= Exercise =
State how many lines in the entries below contain the word "small", with case counting. Reply with only the number.

>> Begin

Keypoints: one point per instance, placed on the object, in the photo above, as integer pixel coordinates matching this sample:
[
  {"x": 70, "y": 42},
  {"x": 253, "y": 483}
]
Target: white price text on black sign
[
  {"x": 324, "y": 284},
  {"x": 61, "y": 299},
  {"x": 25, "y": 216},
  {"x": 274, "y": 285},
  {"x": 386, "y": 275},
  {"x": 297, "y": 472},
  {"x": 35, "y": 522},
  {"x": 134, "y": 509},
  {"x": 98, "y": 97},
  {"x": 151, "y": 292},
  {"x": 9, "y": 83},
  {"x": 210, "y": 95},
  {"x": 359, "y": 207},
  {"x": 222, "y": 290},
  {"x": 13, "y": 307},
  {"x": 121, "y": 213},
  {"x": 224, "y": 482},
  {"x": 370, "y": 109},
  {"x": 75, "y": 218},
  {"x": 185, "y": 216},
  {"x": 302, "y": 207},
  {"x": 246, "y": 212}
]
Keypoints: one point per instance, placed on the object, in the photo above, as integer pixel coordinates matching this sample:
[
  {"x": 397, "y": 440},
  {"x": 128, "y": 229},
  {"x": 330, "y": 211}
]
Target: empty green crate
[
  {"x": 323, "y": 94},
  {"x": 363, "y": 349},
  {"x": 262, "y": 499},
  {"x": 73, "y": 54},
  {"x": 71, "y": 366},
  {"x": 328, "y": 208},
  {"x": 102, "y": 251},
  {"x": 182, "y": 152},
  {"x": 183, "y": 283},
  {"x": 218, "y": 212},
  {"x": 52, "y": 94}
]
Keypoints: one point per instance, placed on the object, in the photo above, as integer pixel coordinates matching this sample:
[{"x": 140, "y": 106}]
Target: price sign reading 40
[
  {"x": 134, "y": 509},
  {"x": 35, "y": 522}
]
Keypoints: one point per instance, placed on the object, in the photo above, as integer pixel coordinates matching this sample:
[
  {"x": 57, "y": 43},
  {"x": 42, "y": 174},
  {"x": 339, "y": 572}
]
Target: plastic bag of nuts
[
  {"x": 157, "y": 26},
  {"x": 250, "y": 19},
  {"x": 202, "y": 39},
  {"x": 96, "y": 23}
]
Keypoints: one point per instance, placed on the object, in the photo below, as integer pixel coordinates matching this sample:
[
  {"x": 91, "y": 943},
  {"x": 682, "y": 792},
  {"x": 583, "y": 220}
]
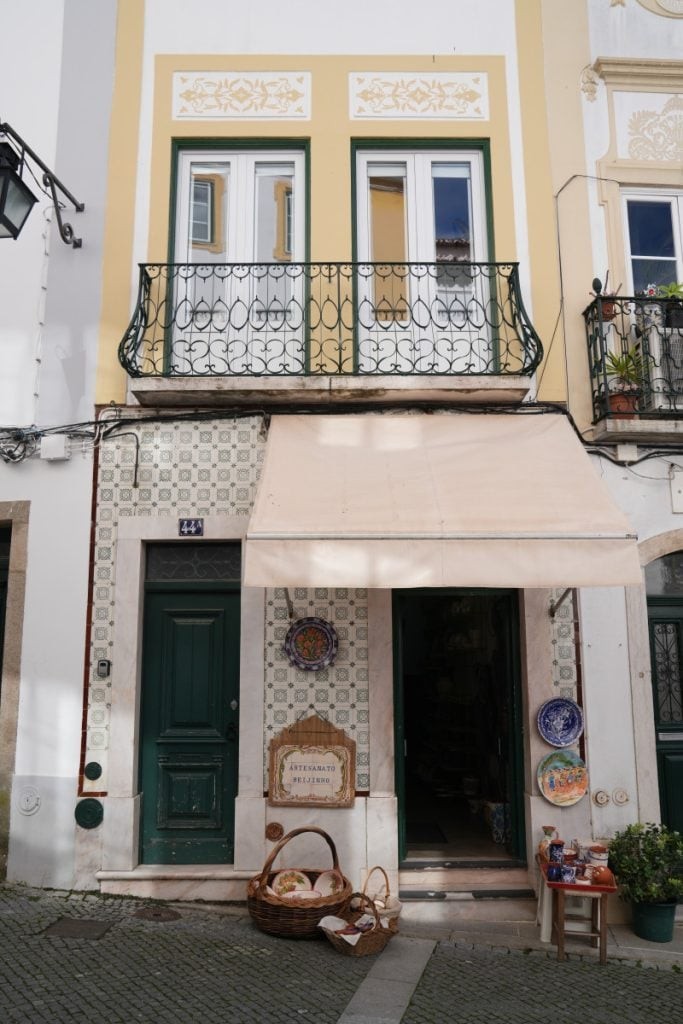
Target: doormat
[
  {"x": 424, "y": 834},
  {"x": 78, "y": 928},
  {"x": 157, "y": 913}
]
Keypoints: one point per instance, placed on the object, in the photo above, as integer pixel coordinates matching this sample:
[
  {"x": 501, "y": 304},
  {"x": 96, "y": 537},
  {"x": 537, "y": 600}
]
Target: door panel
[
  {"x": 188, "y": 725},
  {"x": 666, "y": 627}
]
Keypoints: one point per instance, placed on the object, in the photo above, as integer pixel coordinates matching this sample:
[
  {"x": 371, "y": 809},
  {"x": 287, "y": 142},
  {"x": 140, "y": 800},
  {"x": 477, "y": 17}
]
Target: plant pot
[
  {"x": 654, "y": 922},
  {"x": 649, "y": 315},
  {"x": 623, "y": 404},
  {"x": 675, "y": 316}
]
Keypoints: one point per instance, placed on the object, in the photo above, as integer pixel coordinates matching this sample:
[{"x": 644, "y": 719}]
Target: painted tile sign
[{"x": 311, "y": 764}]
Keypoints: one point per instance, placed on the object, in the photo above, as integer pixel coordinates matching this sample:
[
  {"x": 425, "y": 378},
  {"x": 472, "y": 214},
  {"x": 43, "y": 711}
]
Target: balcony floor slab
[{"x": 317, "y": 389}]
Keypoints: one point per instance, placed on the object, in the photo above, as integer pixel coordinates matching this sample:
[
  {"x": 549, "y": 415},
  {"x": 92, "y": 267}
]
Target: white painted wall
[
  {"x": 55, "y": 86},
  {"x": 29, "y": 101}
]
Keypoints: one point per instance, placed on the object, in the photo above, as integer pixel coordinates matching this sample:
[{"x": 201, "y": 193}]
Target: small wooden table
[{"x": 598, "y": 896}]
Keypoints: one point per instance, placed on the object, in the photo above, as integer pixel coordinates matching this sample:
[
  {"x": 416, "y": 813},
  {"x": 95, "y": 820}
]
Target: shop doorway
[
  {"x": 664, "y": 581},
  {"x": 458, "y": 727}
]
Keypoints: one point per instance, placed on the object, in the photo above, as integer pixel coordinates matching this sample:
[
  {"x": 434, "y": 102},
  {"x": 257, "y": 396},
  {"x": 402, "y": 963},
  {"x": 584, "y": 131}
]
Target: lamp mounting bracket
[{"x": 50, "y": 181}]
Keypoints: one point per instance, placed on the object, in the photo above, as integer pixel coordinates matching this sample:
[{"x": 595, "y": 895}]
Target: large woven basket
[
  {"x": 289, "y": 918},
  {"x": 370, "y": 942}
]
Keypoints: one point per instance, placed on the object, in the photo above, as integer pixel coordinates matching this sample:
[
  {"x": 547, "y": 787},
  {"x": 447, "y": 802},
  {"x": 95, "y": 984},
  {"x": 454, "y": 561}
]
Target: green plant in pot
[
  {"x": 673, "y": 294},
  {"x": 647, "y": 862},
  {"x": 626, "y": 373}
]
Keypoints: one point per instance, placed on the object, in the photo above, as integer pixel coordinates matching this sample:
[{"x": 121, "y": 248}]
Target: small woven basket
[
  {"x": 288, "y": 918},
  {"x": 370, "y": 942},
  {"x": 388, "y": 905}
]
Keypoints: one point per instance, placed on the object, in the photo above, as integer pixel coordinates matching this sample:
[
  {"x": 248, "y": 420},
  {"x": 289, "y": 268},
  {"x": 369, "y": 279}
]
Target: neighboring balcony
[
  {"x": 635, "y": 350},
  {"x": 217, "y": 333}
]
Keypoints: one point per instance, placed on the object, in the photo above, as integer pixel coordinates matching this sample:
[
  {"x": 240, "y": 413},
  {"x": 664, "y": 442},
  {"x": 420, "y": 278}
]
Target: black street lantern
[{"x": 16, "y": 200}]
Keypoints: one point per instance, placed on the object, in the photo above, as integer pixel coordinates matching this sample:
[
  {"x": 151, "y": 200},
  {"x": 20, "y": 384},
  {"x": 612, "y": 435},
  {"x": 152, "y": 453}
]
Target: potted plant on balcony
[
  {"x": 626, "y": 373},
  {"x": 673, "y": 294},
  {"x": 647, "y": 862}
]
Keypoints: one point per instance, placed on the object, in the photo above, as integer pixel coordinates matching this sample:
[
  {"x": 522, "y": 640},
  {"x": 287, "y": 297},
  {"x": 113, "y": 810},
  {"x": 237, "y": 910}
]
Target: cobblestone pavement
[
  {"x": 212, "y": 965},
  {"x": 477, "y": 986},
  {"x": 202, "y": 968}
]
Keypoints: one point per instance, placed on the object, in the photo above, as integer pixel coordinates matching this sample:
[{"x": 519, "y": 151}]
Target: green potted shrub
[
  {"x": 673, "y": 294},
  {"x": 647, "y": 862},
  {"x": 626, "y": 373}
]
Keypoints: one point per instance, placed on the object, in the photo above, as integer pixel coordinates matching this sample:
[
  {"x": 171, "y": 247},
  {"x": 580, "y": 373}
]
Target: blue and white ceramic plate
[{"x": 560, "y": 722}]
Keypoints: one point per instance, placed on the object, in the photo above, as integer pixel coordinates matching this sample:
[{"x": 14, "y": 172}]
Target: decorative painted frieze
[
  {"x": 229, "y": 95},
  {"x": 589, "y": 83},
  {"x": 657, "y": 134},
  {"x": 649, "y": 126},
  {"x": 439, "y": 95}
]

>> End
>> Begin

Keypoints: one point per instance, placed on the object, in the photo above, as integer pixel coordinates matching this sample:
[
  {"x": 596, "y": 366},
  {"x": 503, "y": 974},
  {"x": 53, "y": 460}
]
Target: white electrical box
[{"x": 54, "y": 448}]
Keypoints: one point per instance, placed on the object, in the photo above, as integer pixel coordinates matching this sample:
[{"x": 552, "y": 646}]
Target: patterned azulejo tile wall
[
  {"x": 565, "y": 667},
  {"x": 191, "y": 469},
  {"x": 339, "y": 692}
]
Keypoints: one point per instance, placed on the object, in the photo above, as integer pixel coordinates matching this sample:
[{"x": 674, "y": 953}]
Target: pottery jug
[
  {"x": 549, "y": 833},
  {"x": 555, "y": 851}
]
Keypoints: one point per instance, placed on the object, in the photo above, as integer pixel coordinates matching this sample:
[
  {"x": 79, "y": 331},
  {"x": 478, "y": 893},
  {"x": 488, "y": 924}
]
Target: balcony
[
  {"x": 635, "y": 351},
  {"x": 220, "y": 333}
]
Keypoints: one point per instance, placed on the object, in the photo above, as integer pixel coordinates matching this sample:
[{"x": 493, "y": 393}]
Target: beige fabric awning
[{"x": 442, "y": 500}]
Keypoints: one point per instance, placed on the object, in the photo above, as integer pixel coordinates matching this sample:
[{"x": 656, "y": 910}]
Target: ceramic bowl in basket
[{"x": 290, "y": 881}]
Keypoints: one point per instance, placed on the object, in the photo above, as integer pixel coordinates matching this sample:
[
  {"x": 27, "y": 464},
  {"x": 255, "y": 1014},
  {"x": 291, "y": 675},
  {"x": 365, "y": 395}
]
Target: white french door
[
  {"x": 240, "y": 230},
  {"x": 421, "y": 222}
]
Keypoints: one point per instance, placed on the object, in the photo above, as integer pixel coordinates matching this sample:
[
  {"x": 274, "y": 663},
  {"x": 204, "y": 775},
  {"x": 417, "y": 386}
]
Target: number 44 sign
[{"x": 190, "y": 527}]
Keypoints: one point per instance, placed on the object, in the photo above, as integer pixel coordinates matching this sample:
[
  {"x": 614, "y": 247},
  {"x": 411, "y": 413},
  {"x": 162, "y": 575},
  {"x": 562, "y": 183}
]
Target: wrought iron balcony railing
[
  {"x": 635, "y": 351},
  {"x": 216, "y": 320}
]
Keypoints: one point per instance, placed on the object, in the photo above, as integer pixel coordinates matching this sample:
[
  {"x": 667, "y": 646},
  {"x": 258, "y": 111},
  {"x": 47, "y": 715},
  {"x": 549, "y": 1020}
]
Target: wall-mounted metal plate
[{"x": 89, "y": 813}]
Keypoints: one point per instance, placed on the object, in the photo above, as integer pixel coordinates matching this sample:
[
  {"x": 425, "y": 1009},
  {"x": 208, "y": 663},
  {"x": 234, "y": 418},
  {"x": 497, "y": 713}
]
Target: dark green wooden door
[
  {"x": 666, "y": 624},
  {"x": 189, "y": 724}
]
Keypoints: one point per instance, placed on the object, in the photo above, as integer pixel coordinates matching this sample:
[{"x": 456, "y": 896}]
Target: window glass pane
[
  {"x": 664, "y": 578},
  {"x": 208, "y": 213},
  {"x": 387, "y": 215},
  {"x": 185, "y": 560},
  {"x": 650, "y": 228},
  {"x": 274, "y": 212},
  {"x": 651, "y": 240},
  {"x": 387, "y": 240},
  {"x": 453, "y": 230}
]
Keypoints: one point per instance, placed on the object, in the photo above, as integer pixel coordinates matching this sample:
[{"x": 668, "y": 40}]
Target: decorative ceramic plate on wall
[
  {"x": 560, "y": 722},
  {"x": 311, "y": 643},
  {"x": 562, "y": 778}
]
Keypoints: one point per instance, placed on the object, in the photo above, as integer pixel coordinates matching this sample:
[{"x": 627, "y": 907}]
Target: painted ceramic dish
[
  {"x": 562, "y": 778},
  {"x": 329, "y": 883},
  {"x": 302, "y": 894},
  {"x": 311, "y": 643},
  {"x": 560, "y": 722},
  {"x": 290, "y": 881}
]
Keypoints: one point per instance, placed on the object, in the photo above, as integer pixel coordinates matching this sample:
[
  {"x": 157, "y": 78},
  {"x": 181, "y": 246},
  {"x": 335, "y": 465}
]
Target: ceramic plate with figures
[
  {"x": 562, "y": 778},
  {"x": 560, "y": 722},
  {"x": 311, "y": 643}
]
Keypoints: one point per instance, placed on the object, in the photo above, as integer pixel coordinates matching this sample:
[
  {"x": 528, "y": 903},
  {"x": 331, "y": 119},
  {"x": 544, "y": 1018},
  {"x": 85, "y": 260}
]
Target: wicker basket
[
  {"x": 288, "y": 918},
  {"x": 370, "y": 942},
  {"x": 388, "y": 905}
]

>> End
>> Begin

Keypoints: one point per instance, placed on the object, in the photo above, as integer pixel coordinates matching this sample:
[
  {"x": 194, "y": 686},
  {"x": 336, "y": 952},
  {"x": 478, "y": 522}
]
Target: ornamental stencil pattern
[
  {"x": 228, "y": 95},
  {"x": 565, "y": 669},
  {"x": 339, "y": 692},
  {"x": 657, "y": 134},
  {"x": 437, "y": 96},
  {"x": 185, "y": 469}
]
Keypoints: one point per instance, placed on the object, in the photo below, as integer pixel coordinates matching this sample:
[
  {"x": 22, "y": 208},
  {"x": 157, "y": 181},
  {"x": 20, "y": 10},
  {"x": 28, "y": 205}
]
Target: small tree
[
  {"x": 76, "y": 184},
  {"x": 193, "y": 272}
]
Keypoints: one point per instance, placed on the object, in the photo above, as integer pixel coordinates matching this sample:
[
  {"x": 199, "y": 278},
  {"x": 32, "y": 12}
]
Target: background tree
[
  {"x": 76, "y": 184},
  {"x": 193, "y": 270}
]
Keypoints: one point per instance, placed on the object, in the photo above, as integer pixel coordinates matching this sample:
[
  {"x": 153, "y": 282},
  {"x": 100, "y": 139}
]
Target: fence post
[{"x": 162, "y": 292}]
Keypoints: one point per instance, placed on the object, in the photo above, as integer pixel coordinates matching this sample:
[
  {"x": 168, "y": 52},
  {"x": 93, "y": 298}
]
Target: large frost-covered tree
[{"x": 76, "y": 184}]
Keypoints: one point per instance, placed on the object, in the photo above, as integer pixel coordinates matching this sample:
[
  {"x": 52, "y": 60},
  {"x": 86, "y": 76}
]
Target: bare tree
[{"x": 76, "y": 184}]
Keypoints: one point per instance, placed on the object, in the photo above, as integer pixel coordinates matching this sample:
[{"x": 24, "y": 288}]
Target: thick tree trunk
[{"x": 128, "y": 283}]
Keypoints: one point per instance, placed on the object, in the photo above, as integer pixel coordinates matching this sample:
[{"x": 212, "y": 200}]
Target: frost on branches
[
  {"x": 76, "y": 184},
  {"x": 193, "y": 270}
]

>> End

= Answer for the task =
3